- [What needs to be done]
From the line containing "Question: locate the person" to the end of the listing, write out every line exactly; leave out everything else.
--
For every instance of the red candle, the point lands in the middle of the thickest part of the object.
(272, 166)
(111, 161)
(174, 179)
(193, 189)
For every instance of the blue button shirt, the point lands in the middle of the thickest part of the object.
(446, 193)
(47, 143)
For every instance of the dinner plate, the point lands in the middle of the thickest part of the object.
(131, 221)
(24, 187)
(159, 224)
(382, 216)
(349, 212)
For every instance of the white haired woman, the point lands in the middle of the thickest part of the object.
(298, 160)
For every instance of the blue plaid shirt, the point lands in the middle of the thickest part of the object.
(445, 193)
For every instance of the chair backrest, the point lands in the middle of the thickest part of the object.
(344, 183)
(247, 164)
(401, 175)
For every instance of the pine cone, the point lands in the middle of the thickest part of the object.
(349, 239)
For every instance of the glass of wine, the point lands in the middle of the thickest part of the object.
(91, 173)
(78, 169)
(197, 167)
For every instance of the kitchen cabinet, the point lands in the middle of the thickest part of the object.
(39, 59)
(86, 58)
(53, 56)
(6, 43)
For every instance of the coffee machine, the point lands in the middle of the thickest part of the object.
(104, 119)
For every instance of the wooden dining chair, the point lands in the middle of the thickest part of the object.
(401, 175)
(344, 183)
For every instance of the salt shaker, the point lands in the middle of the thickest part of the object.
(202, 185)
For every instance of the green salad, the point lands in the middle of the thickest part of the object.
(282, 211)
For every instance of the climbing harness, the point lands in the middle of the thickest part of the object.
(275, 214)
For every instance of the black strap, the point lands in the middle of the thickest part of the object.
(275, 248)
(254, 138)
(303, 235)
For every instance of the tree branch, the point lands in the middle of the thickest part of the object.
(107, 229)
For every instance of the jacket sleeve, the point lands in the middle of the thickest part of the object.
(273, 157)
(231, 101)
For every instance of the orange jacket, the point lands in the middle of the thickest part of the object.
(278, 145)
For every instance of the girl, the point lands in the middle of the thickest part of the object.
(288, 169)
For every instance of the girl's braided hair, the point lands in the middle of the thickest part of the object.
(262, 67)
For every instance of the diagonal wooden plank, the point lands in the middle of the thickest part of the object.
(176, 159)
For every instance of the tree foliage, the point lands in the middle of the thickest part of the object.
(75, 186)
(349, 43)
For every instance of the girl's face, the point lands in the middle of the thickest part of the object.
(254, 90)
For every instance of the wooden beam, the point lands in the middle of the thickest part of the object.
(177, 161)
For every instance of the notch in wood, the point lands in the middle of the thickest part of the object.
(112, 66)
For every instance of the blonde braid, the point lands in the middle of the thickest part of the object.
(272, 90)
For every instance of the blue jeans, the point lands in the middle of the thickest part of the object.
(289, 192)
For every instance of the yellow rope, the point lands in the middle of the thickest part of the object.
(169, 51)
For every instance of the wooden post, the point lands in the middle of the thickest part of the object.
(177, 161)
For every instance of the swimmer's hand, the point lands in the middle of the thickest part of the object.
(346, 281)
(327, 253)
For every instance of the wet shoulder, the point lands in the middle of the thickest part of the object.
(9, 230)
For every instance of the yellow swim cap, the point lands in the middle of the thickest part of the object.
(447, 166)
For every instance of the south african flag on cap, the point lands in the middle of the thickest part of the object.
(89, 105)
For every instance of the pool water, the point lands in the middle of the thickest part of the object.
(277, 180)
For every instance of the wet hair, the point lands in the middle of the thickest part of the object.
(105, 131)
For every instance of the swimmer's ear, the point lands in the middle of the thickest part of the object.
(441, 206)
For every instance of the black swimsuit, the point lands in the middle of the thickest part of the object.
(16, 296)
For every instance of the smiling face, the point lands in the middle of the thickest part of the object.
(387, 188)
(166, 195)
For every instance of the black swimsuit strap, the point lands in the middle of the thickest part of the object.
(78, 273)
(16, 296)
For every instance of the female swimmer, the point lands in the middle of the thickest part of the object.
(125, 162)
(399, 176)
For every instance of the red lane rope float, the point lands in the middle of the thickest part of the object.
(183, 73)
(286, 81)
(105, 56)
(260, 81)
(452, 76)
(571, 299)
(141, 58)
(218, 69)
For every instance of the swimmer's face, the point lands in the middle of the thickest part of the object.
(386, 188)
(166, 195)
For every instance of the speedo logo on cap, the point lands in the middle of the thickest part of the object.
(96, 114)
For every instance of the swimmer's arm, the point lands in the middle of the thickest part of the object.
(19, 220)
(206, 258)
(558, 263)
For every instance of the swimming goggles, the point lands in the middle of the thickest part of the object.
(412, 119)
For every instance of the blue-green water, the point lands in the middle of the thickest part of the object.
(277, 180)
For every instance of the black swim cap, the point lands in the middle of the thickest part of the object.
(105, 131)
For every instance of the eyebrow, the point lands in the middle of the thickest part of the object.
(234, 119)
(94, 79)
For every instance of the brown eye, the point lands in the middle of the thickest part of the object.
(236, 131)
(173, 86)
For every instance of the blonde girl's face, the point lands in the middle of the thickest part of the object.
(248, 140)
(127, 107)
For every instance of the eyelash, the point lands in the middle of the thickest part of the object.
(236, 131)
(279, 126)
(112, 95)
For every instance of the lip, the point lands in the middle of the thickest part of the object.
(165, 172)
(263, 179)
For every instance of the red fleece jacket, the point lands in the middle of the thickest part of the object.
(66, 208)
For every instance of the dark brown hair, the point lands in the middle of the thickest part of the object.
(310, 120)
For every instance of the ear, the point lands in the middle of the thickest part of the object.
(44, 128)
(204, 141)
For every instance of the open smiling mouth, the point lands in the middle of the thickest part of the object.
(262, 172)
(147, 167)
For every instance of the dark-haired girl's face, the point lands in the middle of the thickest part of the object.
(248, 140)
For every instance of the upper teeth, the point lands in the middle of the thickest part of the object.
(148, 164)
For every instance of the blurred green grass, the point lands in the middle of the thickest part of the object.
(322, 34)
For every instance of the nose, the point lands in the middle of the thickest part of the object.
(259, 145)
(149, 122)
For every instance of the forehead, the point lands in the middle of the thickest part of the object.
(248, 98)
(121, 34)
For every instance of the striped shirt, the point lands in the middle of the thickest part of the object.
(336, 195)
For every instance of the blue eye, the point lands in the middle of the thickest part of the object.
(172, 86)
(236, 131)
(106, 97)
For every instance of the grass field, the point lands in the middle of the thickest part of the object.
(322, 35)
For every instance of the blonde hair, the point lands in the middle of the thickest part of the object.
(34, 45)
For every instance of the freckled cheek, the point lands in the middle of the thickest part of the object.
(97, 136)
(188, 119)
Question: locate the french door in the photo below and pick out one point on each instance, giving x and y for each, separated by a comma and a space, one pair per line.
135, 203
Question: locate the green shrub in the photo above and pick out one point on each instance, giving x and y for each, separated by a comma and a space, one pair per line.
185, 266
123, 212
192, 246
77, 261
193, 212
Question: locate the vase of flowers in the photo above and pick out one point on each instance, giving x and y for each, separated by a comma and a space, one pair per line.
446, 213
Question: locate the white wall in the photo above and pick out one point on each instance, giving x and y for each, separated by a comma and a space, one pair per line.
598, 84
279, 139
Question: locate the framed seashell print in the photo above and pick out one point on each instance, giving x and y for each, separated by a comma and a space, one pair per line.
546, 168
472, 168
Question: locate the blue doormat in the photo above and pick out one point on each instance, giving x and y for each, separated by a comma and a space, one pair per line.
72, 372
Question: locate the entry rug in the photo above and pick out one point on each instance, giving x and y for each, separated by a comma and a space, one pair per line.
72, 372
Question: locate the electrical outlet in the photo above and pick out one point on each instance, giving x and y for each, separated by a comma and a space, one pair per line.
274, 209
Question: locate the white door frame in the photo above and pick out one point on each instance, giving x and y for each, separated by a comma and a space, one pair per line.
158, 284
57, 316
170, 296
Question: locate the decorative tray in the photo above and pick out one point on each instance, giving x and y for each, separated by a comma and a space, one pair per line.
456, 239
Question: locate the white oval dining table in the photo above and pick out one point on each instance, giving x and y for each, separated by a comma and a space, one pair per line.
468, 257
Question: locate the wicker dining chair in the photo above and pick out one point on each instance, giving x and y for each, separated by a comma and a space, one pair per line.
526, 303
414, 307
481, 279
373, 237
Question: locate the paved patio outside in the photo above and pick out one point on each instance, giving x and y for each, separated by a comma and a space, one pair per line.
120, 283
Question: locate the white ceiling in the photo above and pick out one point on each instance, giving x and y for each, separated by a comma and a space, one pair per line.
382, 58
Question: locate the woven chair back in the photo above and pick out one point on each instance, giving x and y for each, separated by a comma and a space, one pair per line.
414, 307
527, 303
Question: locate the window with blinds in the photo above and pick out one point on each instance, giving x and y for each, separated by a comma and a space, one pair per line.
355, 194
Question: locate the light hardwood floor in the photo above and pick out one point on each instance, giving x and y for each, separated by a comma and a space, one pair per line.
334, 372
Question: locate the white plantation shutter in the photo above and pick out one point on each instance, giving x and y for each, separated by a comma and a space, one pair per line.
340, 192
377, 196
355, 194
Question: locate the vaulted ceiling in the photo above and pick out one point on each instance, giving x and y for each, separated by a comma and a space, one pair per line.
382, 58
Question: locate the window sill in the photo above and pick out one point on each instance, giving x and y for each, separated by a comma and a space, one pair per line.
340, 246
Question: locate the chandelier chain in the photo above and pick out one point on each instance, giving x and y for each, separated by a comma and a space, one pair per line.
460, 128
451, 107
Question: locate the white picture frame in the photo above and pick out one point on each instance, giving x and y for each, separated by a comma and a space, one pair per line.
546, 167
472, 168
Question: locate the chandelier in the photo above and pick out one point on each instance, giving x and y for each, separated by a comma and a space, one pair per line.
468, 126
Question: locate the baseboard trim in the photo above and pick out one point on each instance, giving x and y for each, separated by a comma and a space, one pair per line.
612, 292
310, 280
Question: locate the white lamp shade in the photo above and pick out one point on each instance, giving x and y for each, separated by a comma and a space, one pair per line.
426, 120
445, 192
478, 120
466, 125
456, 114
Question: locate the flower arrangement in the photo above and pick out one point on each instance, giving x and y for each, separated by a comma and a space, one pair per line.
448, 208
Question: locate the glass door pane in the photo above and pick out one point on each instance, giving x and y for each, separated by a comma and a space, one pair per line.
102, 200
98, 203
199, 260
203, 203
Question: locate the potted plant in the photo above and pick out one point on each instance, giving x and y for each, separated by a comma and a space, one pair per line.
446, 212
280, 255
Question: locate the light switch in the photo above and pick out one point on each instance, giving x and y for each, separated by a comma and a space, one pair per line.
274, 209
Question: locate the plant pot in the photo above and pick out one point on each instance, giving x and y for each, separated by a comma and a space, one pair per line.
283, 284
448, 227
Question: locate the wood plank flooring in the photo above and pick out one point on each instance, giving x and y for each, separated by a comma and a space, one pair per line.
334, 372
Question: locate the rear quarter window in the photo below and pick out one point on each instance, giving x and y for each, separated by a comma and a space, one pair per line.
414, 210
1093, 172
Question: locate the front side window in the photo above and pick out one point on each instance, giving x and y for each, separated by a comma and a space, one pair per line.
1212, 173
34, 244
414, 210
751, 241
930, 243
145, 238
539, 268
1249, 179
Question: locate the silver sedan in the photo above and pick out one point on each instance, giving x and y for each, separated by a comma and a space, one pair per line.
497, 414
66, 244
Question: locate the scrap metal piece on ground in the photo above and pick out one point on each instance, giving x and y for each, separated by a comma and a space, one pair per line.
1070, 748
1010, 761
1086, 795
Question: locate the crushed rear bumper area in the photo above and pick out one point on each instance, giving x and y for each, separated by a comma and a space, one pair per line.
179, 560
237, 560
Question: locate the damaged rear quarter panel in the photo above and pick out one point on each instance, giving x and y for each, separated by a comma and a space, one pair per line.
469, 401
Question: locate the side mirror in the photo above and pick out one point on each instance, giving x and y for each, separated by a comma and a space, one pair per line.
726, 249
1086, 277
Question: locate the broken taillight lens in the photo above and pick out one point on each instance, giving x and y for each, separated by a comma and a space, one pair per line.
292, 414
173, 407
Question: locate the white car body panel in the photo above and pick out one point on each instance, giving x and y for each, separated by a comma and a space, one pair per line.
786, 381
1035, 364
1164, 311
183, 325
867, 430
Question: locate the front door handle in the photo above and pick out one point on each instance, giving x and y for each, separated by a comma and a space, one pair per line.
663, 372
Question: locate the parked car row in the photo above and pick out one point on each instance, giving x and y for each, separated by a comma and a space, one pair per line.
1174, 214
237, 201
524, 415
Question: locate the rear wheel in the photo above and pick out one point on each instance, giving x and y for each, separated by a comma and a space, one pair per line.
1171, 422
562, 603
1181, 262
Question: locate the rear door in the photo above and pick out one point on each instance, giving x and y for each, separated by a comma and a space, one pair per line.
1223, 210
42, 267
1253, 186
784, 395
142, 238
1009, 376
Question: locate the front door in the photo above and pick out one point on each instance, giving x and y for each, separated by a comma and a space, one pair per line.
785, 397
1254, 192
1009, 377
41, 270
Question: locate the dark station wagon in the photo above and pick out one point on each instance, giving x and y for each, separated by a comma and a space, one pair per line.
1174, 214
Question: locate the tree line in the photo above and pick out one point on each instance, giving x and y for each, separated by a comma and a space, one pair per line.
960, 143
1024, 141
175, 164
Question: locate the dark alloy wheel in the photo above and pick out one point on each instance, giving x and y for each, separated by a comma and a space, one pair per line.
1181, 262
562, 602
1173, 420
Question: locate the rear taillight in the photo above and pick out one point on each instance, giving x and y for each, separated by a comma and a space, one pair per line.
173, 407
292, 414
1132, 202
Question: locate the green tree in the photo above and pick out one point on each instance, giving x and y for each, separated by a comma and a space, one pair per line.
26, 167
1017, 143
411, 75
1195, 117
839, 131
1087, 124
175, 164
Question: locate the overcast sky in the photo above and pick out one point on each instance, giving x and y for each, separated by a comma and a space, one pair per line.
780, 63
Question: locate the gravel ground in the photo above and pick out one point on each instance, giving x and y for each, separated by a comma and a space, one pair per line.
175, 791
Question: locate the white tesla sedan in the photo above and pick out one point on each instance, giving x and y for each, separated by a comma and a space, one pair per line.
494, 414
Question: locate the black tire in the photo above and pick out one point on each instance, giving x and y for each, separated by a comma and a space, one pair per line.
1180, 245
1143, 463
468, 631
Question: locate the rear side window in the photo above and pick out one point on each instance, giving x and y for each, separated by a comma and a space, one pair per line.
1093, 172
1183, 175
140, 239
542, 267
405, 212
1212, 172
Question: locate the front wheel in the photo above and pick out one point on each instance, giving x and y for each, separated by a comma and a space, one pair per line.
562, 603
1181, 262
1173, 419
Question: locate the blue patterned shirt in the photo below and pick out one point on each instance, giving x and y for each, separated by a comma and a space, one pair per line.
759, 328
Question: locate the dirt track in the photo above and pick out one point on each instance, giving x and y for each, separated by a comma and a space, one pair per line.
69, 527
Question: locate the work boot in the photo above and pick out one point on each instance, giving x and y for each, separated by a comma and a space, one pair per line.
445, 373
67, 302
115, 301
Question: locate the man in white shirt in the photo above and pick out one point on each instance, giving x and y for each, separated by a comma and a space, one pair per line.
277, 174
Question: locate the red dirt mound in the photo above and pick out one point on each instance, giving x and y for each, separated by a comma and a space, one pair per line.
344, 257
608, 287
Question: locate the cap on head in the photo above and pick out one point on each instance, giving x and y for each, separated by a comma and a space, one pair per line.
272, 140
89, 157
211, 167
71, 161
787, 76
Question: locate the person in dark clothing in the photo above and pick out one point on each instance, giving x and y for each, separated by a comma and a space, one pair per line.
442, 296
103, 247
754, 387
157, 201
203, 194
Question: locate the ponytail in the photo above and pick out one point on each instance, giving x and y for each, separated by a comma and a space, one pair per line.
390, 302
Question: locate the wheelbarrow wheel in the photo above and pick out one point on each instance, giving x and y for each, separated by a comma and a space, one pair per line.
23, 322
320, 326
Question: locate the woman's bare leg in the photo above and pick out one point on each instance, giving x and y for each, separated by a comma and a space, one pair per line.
--
- [Problem solution]
Question: locate the person in dark clothing in the photo above and pick out one point on each instance, giving x and y for each, separated by a comma and a space, one pair per line.
442, 296
103, 247
754, 387
157, 201
203, 194
Question: locate the ponytail in the photo above and pick out one point on each instance, giving x and y for each, separated by a comma and a space, one pair per line.
390, 302
Question: locate the wheelbarrow wheel in the photo above and pick out one point on each instance, giving x and y for each, separated by a comma and a space, one pair per line.
23, 322
320, 326
Question: locate the woman's bare leg in the photo above and pick out one point on each instance, giving x and y for each, separated by a comma and a space, one pair per line.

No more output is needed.